--- Exercise prompt ---
Word for word, print all of the entries below.

--- Provided entries ---
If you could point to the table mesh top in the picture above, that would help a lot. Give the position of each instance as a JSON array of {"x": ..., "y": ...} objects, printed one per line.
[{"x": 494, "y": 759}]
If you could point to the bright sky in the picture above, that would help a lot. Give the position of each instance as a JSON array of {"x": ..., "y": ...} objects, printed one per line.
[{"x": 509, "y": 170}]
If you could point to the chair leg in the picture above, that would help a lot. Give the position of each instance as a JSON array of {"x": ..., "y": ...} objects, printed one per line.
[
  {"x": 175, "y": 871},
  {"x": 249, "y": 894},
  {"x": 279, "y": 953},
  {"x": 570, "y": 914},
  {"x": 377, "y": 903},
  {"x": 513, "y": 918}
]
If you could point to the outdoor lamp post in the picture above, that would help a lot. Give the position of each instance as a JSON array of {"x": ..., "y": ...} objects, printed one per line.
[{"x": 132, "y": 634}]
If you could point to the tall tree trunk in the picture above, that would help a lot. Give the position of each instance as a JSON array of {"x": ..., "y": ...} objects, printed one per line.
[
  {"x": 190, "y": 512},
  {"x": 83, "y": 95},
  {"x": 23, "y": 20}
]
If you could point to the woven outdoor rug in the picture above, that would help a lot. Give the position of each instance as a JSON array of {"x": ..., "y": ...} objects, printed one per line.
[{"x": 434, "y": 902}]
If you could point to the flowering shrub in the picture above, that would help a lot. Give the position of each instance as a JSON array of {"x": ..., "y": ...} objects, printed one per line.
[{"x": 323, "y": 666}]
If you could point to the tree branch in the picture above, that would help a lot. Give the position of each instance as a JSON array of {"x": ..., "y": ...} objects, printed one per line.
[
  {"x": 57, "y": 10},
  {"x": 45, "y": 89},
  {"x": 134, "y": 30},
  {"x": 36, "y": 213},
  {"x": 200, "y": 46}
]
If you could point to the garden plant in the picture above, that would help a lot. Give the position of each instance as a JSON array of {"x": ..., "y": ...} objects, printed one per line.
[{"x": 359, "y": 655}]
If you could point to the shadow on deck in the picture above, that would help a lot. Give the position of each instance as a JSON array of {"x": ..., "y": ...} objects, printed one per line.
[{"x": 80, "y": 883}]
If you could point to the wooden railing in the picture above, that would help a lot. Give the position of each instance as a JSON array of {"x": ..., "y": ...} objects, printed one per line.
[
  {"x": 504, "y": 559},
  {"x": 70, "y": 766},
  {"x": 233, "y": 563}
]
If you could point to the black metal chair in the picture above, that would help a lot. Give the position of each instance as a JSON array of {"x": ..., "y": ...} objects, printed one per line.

--- Task solution ---
If you could point to the table mesh top in the picture above, that would help a lot. Give the position of each instance as a JSON array of {"x": ..., "y": ...} objects, printed one per line.
[{"x": 494, "y": 759}]
If you could point to the bright sky in the picture above, that would help a lot. Give the position of each instance as a JSON array of {"x": ..., "y": ...} objects, printed one per line.
[{"x": 509, "y": 170}]
If you could point to the chair leg in the picture above, that would help a lot. Give the position of each instance as a JSON array of {"x": ..., "y": ...} objects, printed one per line.
[
  {"x": 175, "y": 871},
  {"x": 249, "y": 894},
  {"x": 279, "y": 953},
  {"x": 570, "y": 914},
  {"x": 377, "y": 903},
  {"x": 513, "y": 918}
]
If you could point to the outdoor lamp post in the picture above, that would help a lot. Give the position of each instance as a JSON array of {"x": ..., "y": ...} objects, printed one per line.
[{"x": 132, "y": 634}]
If you could point to the tall tree trunk in the picture above, that would help a lot. Give the position of each instance as a JSON array of {"x": ..., "y": ...} objects, printed one per line.
[
  {"x": 190, "y": 512},
  {"x": 83, "y": 95},
  {"x": 23, "y": 20}
]
If you could point to the woven outdoor rug in the picture above, that would help a lot. Give the position of each instance as a JSON array of {"x": ..., "y": ...} objects, printed one per line.
[{"x": 434, "y": 902}]
If you could point to the flowering shrub in the picture above, that would help a lot. Give the position of each instance as a JSON array of {"x": ..., "y": ...} objects, printed one per line.
[{"x": 323, "y": 666}]
If you could point to the tree branch in the picture above, that would help a lot. Give the position of each instance as a JSON array of {"x": ..., "y": ...} objects, printed one per line.
[
  {"x": 57, "y": 10},
  {"x": 45, "y": 89},
  {"x": 134, "y": 30},
  {"x": 36, "y": 213},
  {"x": 200, "y": 46}
]
If you could point to the garden plant in the picture above, that would help a lot. Give the position of each instance as a JSON array of {"x": ..., "y": ...} objects, printed one per line.
[{"x": 359, "y": 655}]
If you could point to the shadow on deck in the picture above, that would help a lot. Give the position of each instance as a JSON array of {"x": ..., "y": ...} objects, printed one per line.
[{"x": 80, "y": 883}]
If you could point to the wooden railing in the picture above, that would help a lot. Give the position of each instance as a JSON array of {"x": ..., "y": ...} objects, printed one per line.
[
  {"x": 504, "y": 559},
  {"x": 70, "y": 766},
  {"x": 233, "y": 563}
]
If you could point to the black metal chair in the picture above, that would help a lot. Give the position of each instance as a JSON array of {"x": ..., "y": ...} objects, printed one per line.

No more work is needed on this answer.